#### [Selected extract]
** begin **
It’S A Civic Crescendo

A few minutes after 4 a.m. Sunday, there were no lines at any of the portable toilets, parking places were plentiful downtown and it was so quiet that, from out on the street, you could hear a guy running a vacuum cleaner in the Satellite Diner.

Besides scaffolding on a few corners, there wasn’t much evidence that something big was coming.

Other than cabbies talking and a pedestrian singing off-key as he zigzagged down Sprague, Phil Snowdon was about the only person making a sound.

The Cheney school administrator, a Bloomsday volunteer for 18 years, was dropping off wooden posts. They would be used to help erect those orange plastic-mesh fences that magically appear on race day.

Pulling the posts from the back of a pickup, he deposited them at designated points. As each one thunked against the sidewalk, the noise echoed through the slumbering downtown.

It was still dark, but it hadn’t begun to rain.

“You get to see the metamorphosis,” Snowdon said of starting his Bloomsday experience so early. “It’s really something.”

It happens slowly at first, with crews from the TV stations setting up camera platforms and event volunteers arriving like worker bees returning to the hive.

At about 5:15, as the morning light was coming up, city employees Mike James and Jerry Eber started stringing the big, somewhat battered “Bloomsday Start” banner high above Riverside Avenue at Washington. James was up in the bucket at the end of a boom and Eber worked down at street level.

A nippy breeze flapped the banner as James attached it to a cable. But Sunday wasn’t as windy as some years, Eber said as he watched his partner aloft.
** end **
#### [Material shown]
** begin **
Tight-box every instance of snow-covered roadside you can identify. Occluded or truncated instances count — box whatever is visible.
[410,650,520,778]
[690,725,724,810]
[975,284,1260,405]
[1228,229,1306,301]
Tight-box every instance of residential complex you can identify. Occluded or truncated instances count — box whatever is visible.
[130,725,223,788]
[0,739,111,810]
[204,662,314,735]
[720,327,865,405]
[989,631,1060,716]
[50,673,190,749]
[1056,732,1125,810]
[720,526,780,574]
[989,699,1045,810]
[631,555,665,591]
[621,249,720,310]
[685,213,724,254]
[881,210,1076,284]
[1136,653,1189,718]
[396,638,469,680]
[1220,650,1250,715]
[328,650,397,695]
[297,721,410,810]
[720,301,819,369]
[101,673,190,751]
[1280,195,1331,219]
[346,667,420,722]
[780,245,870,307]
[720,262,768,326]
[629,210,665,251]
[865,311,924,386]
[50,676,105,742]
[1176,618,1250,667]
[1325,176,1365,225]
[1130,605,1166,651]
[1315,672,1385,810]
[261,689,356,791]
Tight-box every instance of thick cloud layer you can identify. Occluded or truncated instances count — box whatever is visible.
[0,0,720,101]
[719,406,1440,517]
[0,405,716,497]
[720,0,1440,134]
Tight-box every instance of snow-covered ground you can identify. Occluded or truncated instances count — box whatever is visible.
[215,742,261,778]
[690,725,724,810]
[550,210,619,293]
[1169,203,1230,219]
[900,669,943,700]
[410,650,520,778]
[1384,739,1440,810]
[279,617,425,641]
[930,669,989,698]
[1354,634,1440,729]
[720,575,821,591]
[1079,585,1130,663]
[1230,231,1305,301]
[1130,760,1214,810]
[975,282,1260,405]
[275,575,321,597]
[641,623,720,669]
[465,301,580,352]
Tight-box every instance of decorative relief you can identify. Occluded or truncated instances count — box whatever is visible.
** end **
#### [To be done]
Carry on the story of downtown's early morning before Bloomsday, writing the paragraphs that come after its final sentence.

#### [Written answer]
At 5:48, Rich Ryan, an electrical engineer running his ninth Bloomsday, was the first to stake out a position at the starting line at Riverside and Washington. He brought with him a folding lawn chair and a relaxed air.

A few moments later, Paul Clary arrived carrying the Sunday paper. “Shoot,” he said playfully to his 11-year-old son, Cody. “I told you we should have gotten here earlier.”

Clary, a warehouse manager running his 12th Bloomsday, said he has been first to arrive in years past. But he didn’t seem to begrudge Ryan that honor this time.

Building contractor Mike Momb pulled up on a motorcycle, deposited a folding chair to save his spot and then cruised off to park his bike.

Motorcycle cops and tow trucks moved through downtown like creatures deserving to be accompanied by the “Jaws” theme.

William Blanchard, a large man, emerged from a nearby apartment building, smoking a cigarette and wearing a T-shirt that said “Whoever Said Bigger Isn’t Better Lied.”

He was asked if he planned to do Bloomsday.

“Oh, hell no,” he said.

A guy with a jacket adorned with the logo of one of the TV stations walked around asking, “Having fun yet?”

At 6:30, loudspeakers set up across Riverside from the TV platforms started pumping out an old Huey Lewis song, “Heart of Rock and Roll.”

In seemingly no time at all, a man wearing a white T-shirt with pajama bottoms and slippers strode purposefully out of the Fairmont Apartments down the street. He wanted a few words with a guy who seemed to be operating the sound system.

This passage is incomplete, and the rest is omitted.